### Assigned task
An exact copy of the records is needed; please leave the images out.

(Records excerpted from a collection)
========================================

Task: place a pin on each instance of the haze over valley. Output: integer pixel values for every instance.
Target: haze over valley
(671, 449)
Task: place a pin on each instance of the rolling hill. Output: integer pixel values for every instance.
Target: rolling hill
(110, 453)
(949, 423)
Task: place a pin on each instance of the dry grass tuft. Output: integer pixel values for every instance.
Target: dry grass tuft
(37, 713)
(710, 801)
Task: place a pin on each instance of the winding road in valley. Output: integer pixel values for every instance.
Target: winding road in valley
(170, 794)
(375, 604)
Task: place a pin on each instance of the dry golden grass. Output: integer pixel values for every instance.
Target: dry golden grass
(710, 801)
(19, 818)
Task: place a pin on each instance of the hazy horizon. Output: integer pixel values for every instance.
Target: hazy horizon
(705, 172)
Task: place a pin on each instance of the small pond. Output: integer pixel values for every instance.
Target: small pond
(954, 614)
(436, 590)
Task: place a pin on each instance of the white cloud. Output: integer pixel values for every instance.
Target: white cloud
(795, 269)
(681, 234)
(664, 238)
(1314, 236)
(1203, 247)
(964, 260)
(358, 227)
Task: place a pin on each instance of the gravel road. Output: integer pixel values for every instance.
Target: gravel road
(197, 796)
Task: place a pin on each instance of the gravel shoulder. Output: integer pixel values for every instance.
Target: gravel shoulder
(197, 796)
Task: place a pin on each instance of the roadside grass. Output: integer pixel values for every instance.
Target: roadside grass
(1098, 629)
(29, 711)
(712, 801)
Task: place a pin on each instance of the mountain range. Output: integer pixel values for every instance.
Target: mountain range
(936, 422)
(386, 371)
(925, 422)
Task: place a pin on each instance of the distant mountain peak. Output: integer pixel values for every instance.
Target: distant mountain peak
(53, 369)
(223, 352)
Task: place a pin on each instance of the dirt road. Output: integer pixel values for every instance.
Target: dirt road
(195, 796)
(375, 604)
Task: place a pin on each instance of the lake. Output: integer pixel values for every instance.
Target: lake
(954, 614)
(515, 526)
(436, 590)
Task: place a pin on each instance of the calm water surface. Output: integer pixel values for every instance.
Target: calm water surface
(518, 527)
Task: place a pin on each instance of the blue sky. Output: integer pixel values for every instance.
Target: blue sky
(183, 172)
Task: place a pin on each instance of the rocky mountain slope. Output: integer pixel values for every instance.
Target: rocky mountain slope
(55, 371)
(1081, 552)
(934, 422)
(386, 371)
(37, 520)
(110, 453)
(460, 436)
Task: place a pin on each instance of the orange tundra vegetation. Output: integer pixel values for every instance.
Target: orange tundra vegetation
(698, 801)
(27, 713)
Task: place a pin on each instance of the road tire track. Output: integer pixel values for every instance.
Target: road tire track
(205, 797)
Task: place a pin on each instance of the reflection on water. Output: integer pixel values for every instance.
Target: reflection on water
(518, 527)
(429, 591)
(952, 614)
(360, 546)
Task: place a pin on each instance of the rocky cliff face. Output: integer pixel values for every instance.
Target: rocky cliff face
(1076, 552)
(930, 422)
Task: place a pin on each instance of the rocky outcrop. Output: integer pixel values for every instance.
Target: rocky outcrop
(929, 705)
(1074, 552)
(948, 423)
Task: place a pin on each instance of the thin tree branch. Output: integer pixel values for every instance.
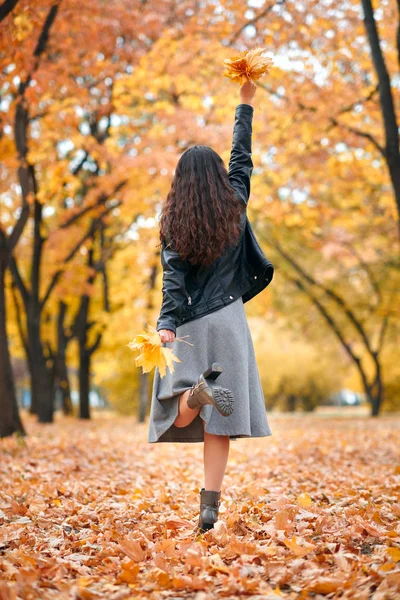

========================================

### Solution to the problem
Task: place a pin on each instance of the haze over valley. Output: integer pixel values for every instance.
Target: haze over valley
(671, 449)
Task: place a pin on each instance of the rolling hill. Output: integer pixel values for every instance.
Target: rolling hill
(110, 453)
(949, 423)
Task: place a pin on each instance of the dry grass tuft. Output: integer pixel values for every instance.
Target: dry grass tuft
(37, 713)
(710, 801)
Task: place a pin on each instance of the winding road in valley. Output: integer pixel values for every instance.
Target: winding road in valley
(170, 794)
(375, 604)
Task: place a pin on each instance of the dry golden grass. Output: integer pixel values for every instance.
Target: dry golden grass
(710, 801)
(19, 818)
Task: place a pin on each instance of the hazy horizon. Output: integer pixel values for every instance.
Target: hazy horizon
(705, 172)
Task: place a pin on each instance of the small pond. Output: integer pixel values for every instance.
Target: small pond
(954, 614)
(436, 590)
Task: place a pin on each instance of the white cloud. Output: integer pixel values for every instance.
Target: white cloud
(795, 269)
(681, 234)
(664, 238)
(1314, 236)
(1203, 247)
(964, 260)
(358, 227)
Task: place a pin on each instance of the gravel road. Output: integer pixel values for every instance.
Target: gravel road
(197, 796)
Task: place a pin on each instance of the gravel shoulder. Output: integer pixel values for every instance.
Target: gravel shoulder
(197, 796)
Task: place a pin on each instance of the roadside grass. Output: integer pixel values for every instance.
Target: roadside grass
(1098, 629)
(29, 711)
(712, 801)
Task: place a pin on each instance of the mountain range. Output: integer pixel values for every instance.
Target: mountain range
(936, 422)
(386, 371)
(925, 422)
Task: place a pin on each instance of the distant mountain peak. Output: integer pixel values for every instance.
Target: distant mountain peak
(53, 369)
(223, 352)
Task: place a pin on each instance of the dirt road. Output: integer pixel values for every instance.
Target: dirt road
(195, 796)
(375, 604)
Task: place a pin on each instance of the lake. Output: integer pixel values for every instance.
Target: lake
(954, 614)
(515, 526)
(436, 590)
Task: place a pin on each instance of the calm water surface. Output: integer pixel values for every instance.
Target: calm water surface
(518, 527)
Task: place a pin on each instance of the blue sky. Output: integer pixel values for every instance.
Target: blue sky
(183, 172)
Task: place a pin on each instance of the rocky mountain slope. Output: integer pixel values for every instance.
Target: rocky mountain slope
(55, 371)
(1081, 552)
(934, 422)
(386, 371)
(37, 520)
(110, 453)
(460, 436)
Task: place a pin on each instance of the orange tundra vegetation. Output: integer pixel values for every instance.
Target: orange tundra vegetation
(698, 801)
(27, 713)
Task: place a pin on each instance of the road tire track. Output: integer pixel values for every instance.
Target: road tire track
(205, 797)
Task: place a pin on each instance of the reflection on water. Output: integer pixel values for every instance.
Target: reflection on water
(518, 527)
(429, 591)
(952, 614)
(360, 546)
Task: place a pin on each instance of the rocky cliff face. Output: integer pixel values for every instance.
Target: rocky cliff face
(1076, 552)
(930, 422)
Task: place a pin on each instance of the rocky outcrop. Output: integer pixel values for every instance.
Target: rocky outcrop
(929, 705)
(1074, 552)
(948, 423)
Task: place a pin on each instance of the thin tree branch. Output: integer pixel values for every instance.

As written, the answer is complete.